__Aim of the task__
Reproduce each of the following items verbatim, character for character.

__Exercise data__
*** Begin section ***

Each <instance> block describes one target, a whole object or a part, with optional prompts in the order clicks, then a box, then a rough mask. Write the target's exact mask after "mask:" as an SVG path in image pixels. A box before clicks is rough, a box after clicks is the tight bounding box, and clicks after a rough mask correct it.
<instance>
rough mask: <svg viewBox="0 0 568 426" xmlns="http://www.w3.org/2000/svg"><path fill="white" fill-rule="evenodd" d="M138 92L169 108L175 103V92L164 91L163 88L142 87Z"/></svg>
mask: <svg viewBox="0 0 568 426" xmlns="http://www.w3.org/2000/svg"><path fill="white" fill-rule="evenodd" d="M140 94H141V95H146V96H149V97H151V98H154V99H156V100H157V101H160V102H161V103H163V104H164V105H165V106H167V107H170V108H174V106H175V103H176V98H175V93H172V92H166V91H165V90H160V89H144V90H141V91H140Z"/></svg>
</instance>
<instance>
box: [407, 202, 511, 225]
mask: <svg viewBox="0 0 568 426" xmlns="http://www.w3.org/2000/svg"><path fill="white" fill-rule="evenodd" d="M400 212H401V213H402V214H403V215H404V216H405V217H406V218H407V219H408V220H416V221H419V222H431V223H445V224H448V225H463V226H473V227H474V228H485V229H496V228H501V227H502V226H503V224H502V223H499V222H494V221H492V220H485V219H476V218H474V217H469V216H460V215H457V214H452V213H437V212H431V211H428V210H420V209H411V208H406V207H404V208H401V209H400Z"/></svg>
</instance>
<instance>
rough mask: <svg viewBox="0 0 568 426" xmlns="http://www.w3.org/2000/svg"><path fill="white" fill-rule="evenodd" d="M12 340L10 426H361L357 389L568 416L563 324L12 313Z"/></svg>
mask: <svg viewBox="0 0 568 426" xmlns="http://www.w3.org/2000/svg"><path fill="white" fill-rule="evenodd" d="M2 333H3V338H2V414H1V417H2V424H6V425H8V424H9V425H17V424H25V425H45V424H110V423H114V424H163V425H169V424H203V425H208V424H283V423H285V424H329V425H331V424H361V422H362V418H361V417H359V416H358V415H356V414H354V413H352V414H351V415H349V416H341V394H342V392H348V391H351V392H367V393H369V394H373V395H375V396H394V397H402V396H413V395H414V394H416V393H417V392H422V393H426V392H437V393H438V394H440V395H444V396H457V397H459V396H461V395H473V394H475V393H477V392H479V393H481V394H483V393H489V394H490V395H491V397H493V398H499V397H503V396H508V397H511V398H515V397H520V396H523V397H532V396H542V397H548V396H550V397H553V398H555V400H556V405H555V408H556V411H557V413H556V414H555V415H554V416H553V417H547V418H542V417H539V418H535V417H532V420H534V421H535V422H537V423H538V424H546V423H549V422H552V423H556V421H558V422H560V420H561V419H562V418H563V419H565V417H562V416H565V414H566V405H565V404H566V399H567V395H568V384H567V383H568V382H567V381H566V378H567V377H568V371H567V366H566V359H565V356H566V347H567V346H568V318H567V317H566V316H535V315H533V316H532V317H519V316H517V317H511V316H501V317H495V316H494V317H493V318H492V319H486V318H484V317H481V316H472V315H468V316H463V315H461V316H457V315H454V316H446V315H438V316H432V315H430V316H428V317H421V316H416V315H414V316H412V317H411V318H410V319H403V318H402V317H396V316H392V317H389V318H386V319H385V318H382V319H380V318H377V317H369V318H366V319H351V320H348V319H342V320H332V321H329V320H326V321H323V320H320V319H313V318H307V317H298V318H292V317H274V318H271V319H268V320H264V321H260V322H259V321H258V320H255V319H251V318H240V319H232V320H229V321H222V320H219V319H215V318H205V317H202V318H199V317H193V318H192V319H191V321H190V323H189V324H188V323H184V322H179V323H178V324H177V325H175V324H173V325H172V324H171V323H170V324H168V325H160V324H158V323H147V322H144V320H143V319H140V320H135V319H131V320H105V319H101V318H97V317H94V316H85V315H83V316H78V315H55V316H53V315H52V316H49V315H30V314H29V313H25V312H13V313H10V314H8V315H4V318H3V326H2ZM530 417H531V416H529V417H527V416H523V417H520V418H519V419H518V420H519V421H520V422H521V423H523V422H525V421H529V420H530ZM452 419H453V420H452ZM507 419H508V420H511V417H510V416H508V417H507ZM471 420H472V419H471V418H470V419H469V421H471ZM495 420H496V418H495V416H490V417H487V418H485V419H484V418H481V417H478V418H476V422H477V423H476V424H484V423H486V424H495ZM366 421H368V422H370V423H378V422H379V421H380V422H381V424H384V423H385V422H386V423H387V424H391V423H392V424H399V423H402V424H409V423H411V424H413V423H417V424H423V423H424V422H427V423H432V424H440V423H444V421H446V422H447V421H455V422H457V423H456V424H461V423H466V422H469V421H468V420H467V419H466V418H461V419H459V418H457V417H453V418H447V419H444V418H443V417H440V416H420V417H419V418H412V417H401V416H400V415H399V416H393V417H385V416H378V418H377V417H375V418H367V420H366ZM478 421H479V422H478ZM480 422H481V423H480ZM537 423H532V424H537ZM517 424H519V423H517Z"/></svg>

*** End section ***

__Result for this task__
Each <instance> block describes one target, a whole object or a part, with optional prompts in the order clicks, then a box, then a rough mask. Write the target's exact mask after "mask:" as an SVG path in image pixels. A box before clicks is rough, a box after clicks is the tight bounding box, and clicks after a rough mask correct it.
<instance>
rough mask: <svg viewBox="0 0 568 426" xmlns="http://www.w3.org/2000/svg"><path fill="white" fill-rule="evenodd" d="M138 92L169 108L175 103V92L164 91L163 88L142 87Z"/></svg>
mask: <svg viewBox="0 0 568 426" xmlns="http://www.w3.org/2000/svg"><path fill="white" fill-rule="evenodd" d="M140 94H141V95H146V96H149V97H151V98H154V99H156V100H157V101H160V102H161V103H163V104H164V105H165V106H167V107H170V108H174V106H175V103H176V98H175V93H172V92H166V91H165V90H160V89H144V90H141V91H140Z"/></svg>
</instance>
<instance>
box: [407, 202, 511, 225]
mask: <svg viewBox="0 0 568 426" xmlns="http://www.w3.org/2000/svg"><path fill="white" fill-rule="evenodd" d="M400 212H401V213H402V214H403V215H404V216H405V217H406V218H407V219H408V220H416V221H419V222H431V223H445V224H448V225H463V226H473V227H474V228H485V229H496V228H501V227H502V226H503V224H502V223H499V222H494V221H492V220H485V219H476V218H474V217H469V216H460V215H457V214H452V213H437V212H431V211H428V210H420V209H411V208H406V207H404V208H401V209H400Z"/></svg>
</instance>
<instance>
rough mask: <svg viewBox="0 0 568 426" xmlns="http://www.w3.org/2000/svg"><path fill="white" fill-rule="evenodd" d="M12 340L10 426H361L357 389L568 416L563 324L12 313Z"/></svg>
mask: <svg viewBox="0 0 568 426" xmlns="http://www.w3.org/2000/svg"><path fill="white" fill-rule="evenodd" d="M2 333H3V338H2V414H1V417H2V424H6V425H8V424H9V425H17V424H25V425H45V424H110V423H114V424H163V425H169V424H203V425H208V424H283V423H285V424H329V425H331V424H361V422H362V418H361V417H359V416H358V415H356V414H354V413H352V414H351V415H349V416H341V394H342V392H348V391H351V392H367V393H369V394H373V395H375V396H394V397H402V396H413V395H414V394H416V393H417V392H422V393H426V392H437V393H438V394H440V395H444V396H457V397H459V396H461V395H473V394H475V393H477V392H479V393H481V394H483V393H489V394H490V395H491V397H493V398H499V397H503V396H508V397H511V398H515V397H520V396H523V397H532V396H542V397H548V396H550V397H553V398H555V400H556V405H555V408H556V411H557V413H556V414H555V415H554V416H553V417H547V418H542V417H539V418H535V417H532V420H534V421H535V422H537V423H538V424H546V423H549V422H552V423H556V421H558V422H560V420H561V419H562V418H563V419H565V417H562V416H565V414H566V405H565V404H566V399H567V395H568V384H567V383H568V382H567V381H566V378H567V377H568V371H567V366H566V359H565V356H566V347H567V346H568V318H567V317H566V316H535V315H533V316H532V317H519V316H517V317H511V316H501V317H495V316H494V317H493V318H492V319H486V318H484V317H481V316H472V315H468V316H463V315H461V316H457V315H454V316H446V315H438V316H432V315H430V316H428V317H421V316H416V315H414V316H412V317H411V318H410V319H403V318H402V317H396V316H392V317H389V318H386V319H385V318H382V319H380V318H377V317H369V318H366V319H351V320H348V319H342V320H332V321H329V320H326V321H323V320H320V319H313V318H307V317H298V318H292V317H274V318H271V319H268V320H264V321H260V322H259V321H258V320H255V319H251V318H240V319H232V320H229V321H222V320H219V319H215V318H205V317H202V318H199V317H193V318H192V319H191V321H190V323H189V324H188V323H184V322H179V323H178V324H177V325H175V324H173V325H172V324H171V323H170V324H168V325H160V324H158V323H147V322H144V320H143V319H140V320H135V319H131V320H105V319H101V318H97V317H94V316H85V315H83V316H78V315H55V316H53V315H52V316H49V315H30V314H29V313H25V312H13V313H10V314H8V315H4V318H3V326H2ZM530 417H531V416H529V417H527V416H523V417H520V418H519V419H518V420H519V421H520V422H521V423H523V422H525V421H529V420H530ZM452 419H453V420H452ZM507 419H508V420H511V417H510V416H508V417H507ZM471 420H472V419H471V418H470V419H469V421H471ZM495 420H496V418H495V416H490V417H487V418H485V419H484V418H481V417H478V418H476V422H477V423H476V424H484V423H486V424H495ZM366 421H368V422H370V423H378V422H379V421H380V422H381V424H384V423H385V422H386V423H387V424H391V423H392V424H399V423H402V424H409V423H411V424H413V423H417V424H423V423H424V422H427V423H432V424H440V423H444V421H446V422H447V421H455V422H457V423H456V424H461V423H466V422H469V421H468V420H467V419H466V418H461V419H459V418H457V417H453V418H447V419H444V418H443V417H440V416H420V417H419V418H412V417H401V416H400V415H399V416H393V417H385V416H378V418H377V417H375V418H367V420H366ZM478 421H479V422H478ZM480 422H481V423H480ZM537 423H532V424H537ZM517 424H519V423H517Z"/></svg>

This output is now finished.